> [PROBLEM STATEMENT]:
Below are the records; give again exactly the line with "Category: shoulder bag strap", the line with "Category: woman's hand", and each line that lies between them, and nothing besides.
BEGIN THE DATA
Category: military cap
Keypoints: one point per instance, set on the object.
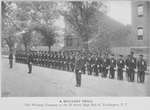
(132, 53)
(120, 55)
(112, 54)
(141, 55)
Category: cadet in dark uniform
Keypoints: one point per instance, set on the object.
(84, 61)
(127, 68)
(120, 64)
(10, 58)
(132, 67)
(64, 61)
(90, 61)
(105, 64)
(78, 66)
(67, 61)
(30, 61)
(96, 64)
(100, 63)
(142, 67)
(112, 67)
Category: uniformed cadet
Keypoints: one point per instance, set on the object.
(56, 60)
(60, 61)
(142, 67)
(105, 64)
(16, 56)
(112, 66)
(132, 67)
(36, 57)
(39, 58)
(127, 67)
(63, 61)
(46, 59)
(29, 60)
(100, 63)
(10, 58)
(96, 66)
(120, 65)
(67, 62)
(78, 66)
(84, 61)
(90, 64)
(72, 62)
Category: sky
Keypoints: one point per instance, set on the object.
(118, 10)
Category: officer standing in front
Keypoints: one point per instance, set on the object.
(120, 64)
(112, 66)
(78, 69)
(132, 66)
(29, 61)
(142, 67)
(11, 58)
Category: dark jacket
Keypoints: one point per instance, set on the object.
(112, 62)
(79, 64)
(141, 65)
(10, 56)
(120, 63)
(29, 58)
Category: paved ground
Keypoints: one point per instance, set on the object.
(45, 82)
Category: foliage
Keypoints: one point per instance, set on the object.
(84, 17)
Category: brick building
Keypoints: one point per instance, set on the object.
(140, 27)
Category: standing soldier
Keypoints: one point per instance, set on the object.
(112, 67)
(105, 64)
(78, 66)
(132, 66)
(100, 63)
(67, 61)
(52, 60)
(120, 64)
(142, 67)
(84, 61)
(60, 61)
(29, 61)
(16, 56)
(90, 64)
(10, 58)
(64, 61)
(127, 68)
(56, 60)
(96, 66)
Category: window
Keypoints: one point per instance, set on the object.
(69, 42)
(140, 33)
(140, 10)
(78, 42)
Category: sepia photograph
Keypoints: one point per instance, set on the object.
(75, 49)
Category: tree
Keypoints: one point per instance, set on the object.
(85, 17)
(26, 39)
(49, 35)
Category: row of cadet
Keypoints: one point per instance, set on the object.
(93, 63)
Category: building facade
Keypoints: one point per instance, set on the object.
(140, 27)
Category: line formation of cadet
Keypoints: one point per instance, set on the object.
(96, 63)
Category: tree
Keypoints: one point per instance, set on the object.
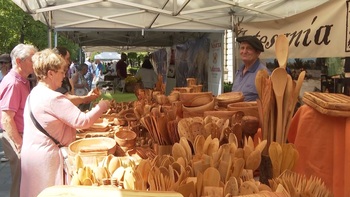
(19, 27)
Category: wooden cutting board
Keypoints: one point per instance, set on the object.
(322, 110)
(332, 101)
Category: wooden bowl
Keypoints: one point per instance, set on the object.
(196, 99)
(97, 145)
(248, 108)
(162, 99)
(199, 110)
(220, 114)
(191, 81)
(183, 89)
(126, 139)
(196, 88)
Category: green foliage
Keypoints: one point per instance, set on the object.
(19, 27)
(132, 80)
(133, 70)
(136, 58)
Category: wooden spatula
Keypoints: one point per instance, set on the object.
(279, 82)
(281, 48)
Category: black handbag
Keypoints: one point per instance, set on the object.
(63, 149)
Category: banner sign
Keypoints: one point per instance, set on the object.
(319, 32)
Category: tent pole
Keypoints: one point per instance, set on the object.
(234, 58)
(56, 38)
(50, 30)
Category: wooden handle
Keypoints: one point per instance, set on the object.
(93, 149)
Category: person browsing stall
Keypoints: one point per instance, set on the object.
(67, 87)
(14, 89)
(5, 65)
(148, 75)
(81, 85)
(249, 50)
(42, 160)
(121, 67)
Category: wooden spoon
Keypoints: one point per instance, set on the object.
(281, 48)
(275, 153)
(287, 102)
(295, 99)
(279, 82)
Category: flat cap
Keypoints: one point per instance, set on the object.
(5, 58)
(253, 41)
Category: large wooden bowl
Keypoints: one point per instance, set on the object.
(199, 110)
(248, 108)
(220, 114)
(91, 146)
(195, 99)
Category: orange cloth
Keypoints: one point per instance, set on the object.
(323, 143)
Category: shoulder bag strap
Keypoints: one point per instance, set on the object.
(38, 126)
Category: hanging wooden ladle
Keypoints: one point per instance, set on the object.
(279, 82)
(281, 48)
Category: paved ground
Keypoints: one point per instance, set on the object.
(5, 175)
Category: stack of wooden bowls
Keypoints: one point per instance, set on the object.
(227, 98)
(89, 148)
(126, 139)
(196, 103)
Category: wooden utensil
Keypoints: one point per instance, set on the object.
(295, 100)
(287, 102)
(281, 48)
(275, 153)
(279, 82)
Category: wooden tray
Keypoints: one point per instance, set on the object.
(332, 101)
(322, 110)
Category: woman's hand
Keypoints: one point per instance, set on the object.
(104, 104)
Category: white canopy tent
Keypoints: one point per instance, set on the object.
(107, 56)
(154, 23)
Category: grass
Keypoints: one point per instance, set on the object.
(119, 96)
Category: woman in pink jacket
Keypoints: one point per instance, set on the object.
(42, 161)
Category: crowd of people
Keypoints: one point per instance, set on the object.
(37, 90)
(26, 112)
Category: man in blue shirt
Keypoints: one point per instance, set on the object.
(249, 51)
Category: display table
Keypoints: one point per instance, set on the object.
(323, 143)
(87, 191)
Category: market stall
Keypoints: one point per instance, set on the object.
(152, 145)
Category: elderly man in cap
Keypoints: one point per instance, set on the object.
(5, 65)
(249, 50)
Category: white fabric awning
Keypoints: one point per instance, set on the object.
(154, 23)
(108, 56)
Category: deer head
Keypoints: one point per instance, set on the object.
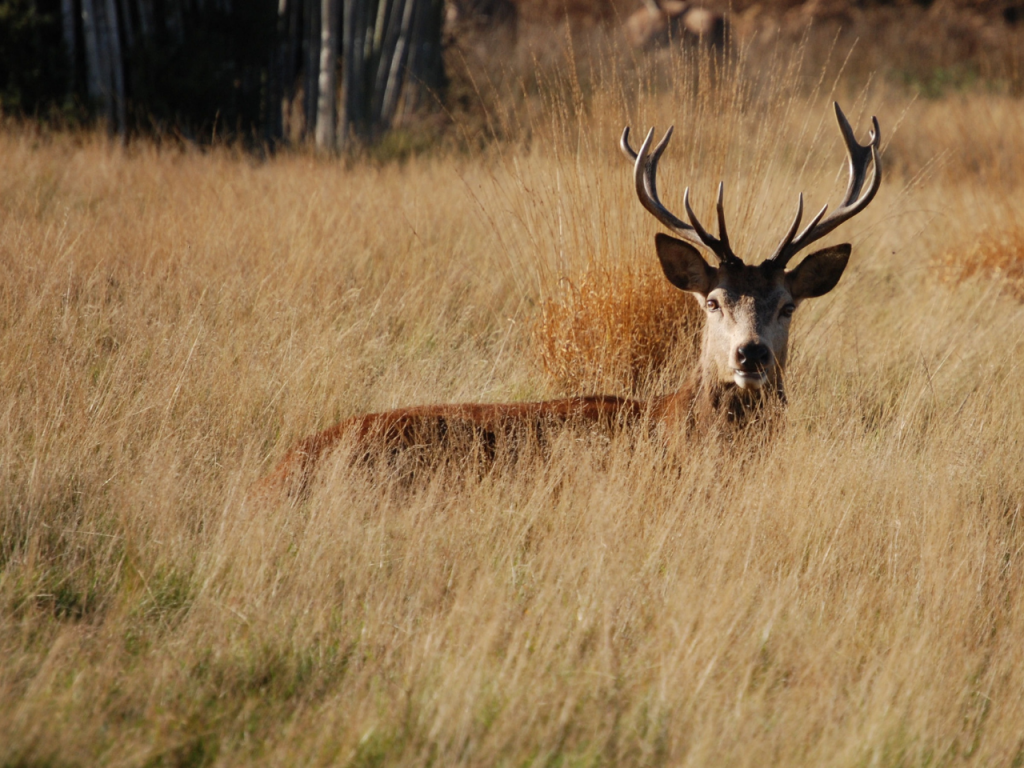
(749, 306)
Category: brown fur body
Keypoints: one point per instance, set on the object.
(738, 380)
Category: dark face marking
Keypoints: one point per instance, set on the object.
(749, 308)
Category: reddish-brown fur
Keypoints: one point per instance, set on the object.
(745, 338)
(488, 424)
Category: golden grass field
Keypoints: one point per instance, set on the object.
(848, 592)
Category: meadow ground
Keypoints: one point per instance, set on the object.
(848, 593)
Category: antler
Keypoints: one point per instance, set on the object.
(644, 173)
(852, 204)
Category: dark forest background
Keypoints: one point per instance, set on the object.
(339, 73)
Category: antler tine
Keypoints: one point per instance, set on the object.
(722, 233)
(853, 202)
(645, 180)
(644, 167)
(720, 246)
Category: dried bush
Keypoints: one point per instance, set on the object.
(998, 255)
(614, 329)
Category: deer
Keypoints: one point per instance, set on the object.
(738, 377)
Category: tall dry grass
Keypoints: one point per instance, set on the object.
(849, 593)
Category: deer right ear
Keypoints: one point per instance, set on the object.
(683, 265)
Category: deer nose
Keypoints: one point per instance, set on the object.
(754, 356)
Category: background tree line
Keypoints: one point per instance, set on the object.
(265, 70)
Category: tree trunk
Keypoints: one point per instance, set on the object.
(126, 24)
(312, 54)
(68, 24)
(94, 73)
(327, 102)
(117, 71)
(396, 75)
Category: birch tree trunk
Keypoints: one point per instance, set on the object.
(117, 71)
(311, 79)
(327, 102)
(93, 69)
(68, 28)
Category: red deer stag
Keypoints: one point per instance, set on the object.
(745, 334)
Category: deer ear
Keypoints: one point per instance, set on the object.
(818, 273)
(683, 265)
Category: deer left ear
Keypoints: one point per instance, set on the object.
(818, 273)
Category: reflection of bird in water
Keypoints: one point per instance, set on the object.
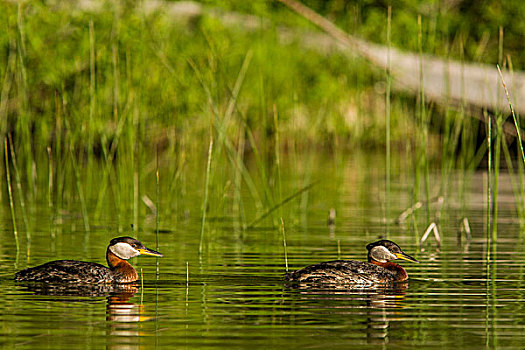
(379, 269)
(72, 271)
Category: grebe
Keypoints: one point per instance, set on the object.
(70, 271)
(378, 270)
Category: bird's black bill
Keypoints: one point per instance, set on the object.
(406, 257)
(150, 252)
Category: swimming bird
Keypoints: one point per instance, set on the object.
(71, 271)
(378, 270)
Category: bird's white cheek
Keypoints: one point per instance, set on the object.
(124, 250)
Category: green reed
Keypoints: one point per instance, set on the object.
(20, 192)
(11, 202)
(387, 111)
(206, 190)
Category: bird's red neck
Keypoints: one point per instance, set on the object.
(123, 271)
(401, 274)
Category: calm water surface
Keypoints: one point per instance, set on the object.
(463, 296)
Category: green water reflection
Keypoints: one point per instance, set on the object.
(464, 296)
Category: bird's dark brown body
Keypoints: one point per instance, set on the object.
(378, 269)
(72, 271)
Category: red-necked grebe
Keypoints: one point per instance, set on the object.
(378, 270)
(70, 271)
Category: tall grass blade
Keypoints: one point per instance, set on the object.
(20, 193)
(387, 111)
(518, 130)
(11, 202)
(284, 245)
(206, 188)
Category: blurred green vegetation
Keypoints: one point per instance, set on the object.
(161, 79)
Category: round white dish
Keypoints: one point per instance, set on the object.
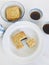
(26, 53)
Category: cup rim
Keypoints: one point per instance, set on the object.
(38, 10)
(5, 4)
(42, 27)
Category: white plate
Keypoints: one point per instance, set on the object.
(26, 53)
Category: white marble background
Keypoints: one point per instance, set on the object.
(43, 59)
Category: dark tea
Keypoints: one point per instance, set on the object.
(46, 28)
(35, 15)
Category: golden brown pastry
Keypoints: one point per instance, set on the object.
(31, 42)
(16, 38)
(12, 13)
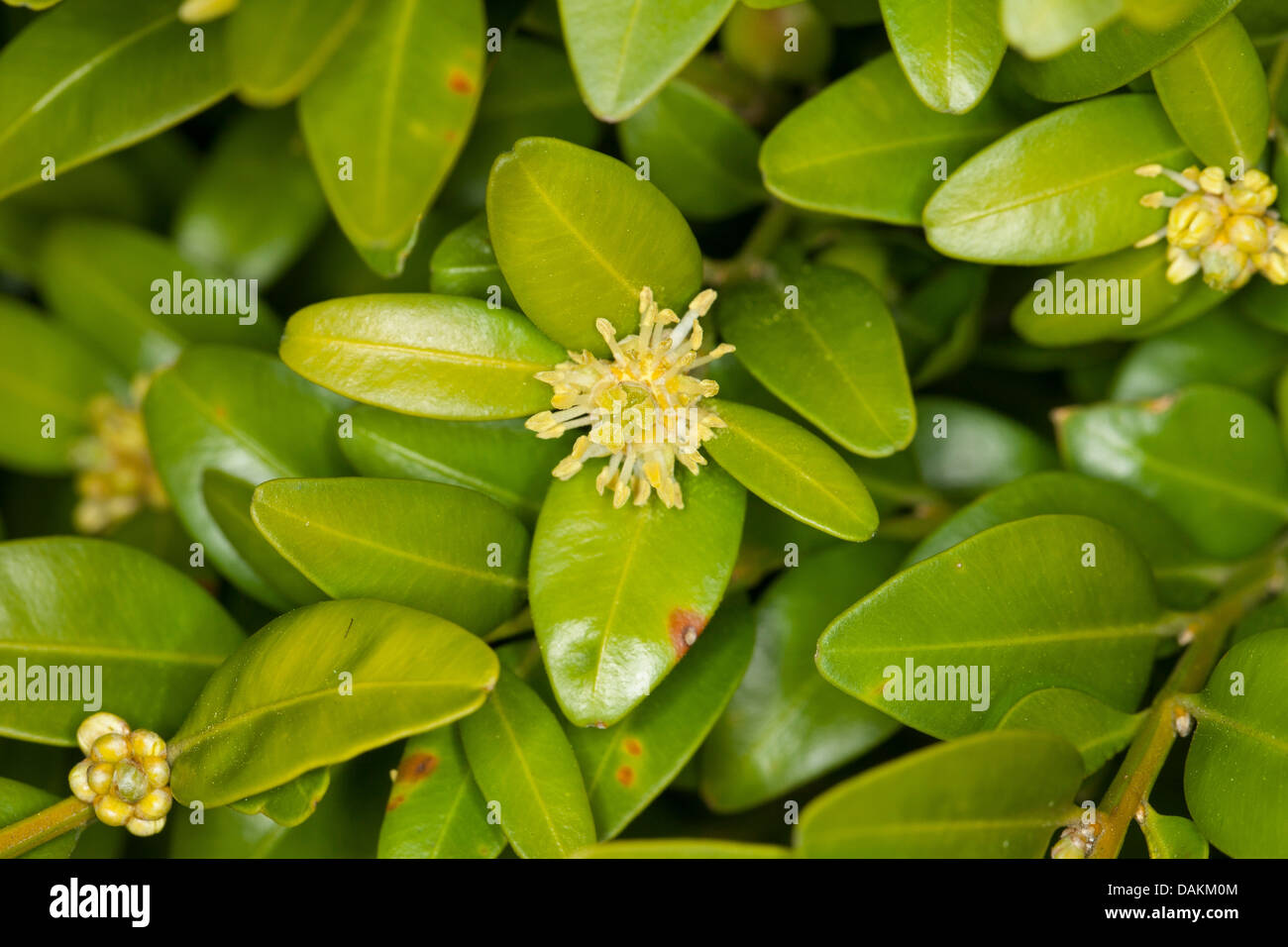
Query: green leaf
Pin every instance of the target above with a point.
END THE DATA
> [RESULT]:
Category: shoulder bag strap
Keypoints: one point per instance, set on the object.
(38, 126)
Category: hanging wooden ladle
Keypoints: one point per instance, set on the object.
(279, 82)
(281, 48)
Category: paved ground
Keypoints: one point per instance, set on the object.
(5, 175)
Category: stack of wooden bowls
Keypoints: one point per instance, set on the object.
(227, 98)
(89, 148)
(126, 139)
(196, 103)
Category: wooden utensil
Keypoints: one point per instance, set on the object.
(295, 100)
(287, 102)
(281, 48)
(275, 153)
(279, 82)
Category: wooden tray
Keypoints: one point per instance, set on the object.
(332, 101)
(322, 110)
Category: woman's hand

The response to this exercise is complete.